Excerpt:
□ □ □ □

Putting it here so that hopefully people curious about why one bad disposition is so negatively affecting their pally defenses.

 

BACKGROUND

priests/paladins have favored/disfavored dispositions. They influence the following things:

For priest: Holy Radiance healing, Holy Radiance burn damage, Spiritual Weapon lash

For paladin: Faith and Conviction defense bonus, Deep Faith defense bonus

 

In all cases, only a disposition score up to 3 is counted. 4 is counted the same as 3.

 

It's been mentioned in this forum before, but I still see people getting confused about it, but for hired adventurers, they use YOUR current dispositions. This is different from POE1 (where companion paladins scaled by level instead and companion priests not at all). This means that e.g. a priest of skaen recruit is not going to play well with you if you rolled a kind wayfarer main character (which is a perfect overlap between favored dispositions for the paladin and disfavored reputations for the priest).

 

Dispositions are the same as in PoE1 (you can look up on wiki). I don't know what Pallegina's special subclass paladin's dispositions are, the fact that I was testing on a character with crazy reputations and Pallegina still had +8.9 neutral faith and conviction almost makes me think she has none.

 

PRIEST HOLY RADIANCE

Holy Radiance heals a base of 15 health. It starts with a base +5 disposition bonus. (So with neutral disposition you will heal 20 health). Each positive disposition gives you a +20%/rank modifier to the disposition bonus. Each negative disposition gives you a -20%/rank modifier to the disposition bonus. So if you are a priest of Wael and have 3 Clever and 3 Shady, you'll get +120% bonus, for a total of +11 disposition bonus. Importantly, like every other penalty in Deadfire, penalties go through an inversion and are treated as a "rate" multiplier, so each individual disfavored disposition will actually outweigh an equivalent-strength favored disposition.

□ □ □ □

Record extracts:

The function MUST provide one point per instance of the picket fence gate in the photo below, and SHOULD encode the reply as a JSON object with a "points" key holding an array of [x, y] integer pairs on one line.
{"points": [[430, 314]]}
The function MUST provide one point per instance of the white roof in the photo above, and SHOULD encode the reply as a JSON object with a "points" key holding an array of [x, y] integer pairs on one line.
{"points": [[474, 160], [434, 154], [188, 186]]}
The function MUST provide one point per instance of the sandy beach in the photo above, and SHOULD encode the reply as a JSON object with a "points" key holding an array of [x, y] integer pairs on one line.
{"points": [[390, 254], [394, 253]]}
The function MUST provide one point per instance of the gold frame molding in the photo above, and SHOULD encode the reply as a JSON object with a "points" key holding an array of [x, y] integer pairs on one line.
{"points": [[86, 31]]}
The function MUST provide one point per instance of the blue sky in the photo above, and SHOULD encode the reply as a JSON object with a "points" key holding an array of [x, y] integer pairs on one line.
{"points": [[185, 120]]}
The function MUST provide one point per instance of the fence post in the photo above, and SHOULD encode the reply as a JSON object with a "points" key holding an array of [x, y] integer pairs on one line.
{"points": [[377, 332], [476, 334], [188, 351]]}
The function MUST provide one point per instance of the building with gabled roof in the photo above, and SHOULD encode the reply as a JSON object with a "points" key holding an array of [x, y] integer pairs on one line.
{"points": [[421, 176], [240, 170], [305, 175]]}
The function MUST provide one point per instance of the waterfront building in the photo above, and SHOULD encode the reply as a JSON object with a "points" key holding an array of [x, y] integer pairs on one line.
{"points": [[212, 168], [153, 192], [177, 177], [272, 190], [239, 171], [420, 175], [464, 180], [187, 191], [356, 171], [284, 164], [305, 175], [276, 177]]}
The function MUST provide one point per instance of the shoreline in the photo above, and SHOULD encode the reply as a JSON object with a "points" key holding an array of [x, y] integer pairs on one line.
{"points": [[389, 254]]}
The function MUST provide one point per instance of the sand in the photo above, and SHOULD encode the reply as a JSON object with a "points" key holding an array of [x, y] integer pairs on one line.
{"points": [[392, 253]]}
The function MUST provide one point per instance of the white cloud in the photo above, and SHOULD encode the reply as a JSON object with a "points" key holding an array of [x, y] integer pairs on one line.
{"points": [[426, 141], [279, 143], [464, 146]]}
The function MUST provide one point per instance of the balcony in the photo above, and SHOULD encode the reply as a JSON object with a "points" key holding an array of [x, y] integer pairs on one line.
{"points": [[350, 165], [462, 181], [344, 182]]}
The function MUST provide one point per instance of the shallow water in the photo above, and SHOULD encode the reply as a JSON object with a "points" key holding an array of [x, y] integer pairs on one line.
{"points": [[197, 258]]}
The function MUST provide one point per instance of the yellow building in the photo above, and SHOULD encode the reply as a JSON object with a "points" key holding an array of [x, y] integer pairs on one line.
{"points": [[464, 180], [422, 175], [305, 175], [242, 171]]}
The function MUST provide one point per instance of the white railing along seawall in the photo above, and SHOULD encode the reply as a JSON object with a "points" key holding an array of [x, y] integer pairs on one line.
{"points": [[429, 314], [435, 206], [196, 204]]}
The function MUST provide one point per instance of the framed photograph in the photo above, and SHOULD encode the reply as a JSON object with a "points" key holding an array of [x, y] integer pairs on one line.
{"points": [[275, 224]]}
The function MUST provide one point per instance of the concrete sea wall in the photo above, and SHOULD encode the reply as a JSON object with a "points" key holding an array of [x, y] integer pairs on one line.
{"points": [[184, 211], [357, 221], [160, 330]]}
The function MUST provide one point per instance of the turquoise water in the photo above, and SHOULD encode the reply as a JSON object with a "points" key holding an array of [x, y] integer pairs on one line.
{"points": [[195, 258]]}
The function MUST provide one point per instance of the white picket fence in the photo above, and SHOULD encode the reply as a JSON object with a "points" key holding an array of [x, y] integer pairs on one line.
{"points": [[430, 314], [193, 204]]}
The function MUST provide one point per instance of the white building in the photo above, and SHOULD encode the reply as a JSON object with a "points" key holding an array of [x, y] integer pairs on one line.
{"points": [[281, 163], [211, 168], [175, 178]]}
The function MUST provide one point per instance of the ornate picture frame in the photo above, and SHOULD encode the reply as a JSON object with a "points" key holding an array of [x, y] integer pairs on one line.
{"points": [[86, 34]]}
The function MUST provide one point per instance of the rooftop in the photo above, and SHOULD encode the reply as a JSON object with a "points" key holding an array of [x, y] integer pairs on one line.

□ □ □ □

Exercise directions: Retype the stretch of the disposition post above from "PRIEST HOLY RADIANCE" through "equivalent-strength favored disposition.", word for word.

Solution for this problem:
PRIEST HOLY RADIANCE

Holy Radiance heals a base of 15 health. It starts with a base +5 disposition bonus. (So with neutral disposition you will heal 20 health). Each positive disposition gives you a +20%/rank modifier to the disposition bonus. Each negative disposition gives you a -20%/rank modifier to the disposition bonus. So if you are a priest of Wael and have 3 Clever and 3 Shady, you'll get +120% bonus, for a total of +11 disposition bonus. Importantly, like every other penalty in Deadfire, penalties go through an inversion and are treated as a "rate" multiplier, so each individual disfavored disposition will actually outweigh an equivalent-strength favored disposition.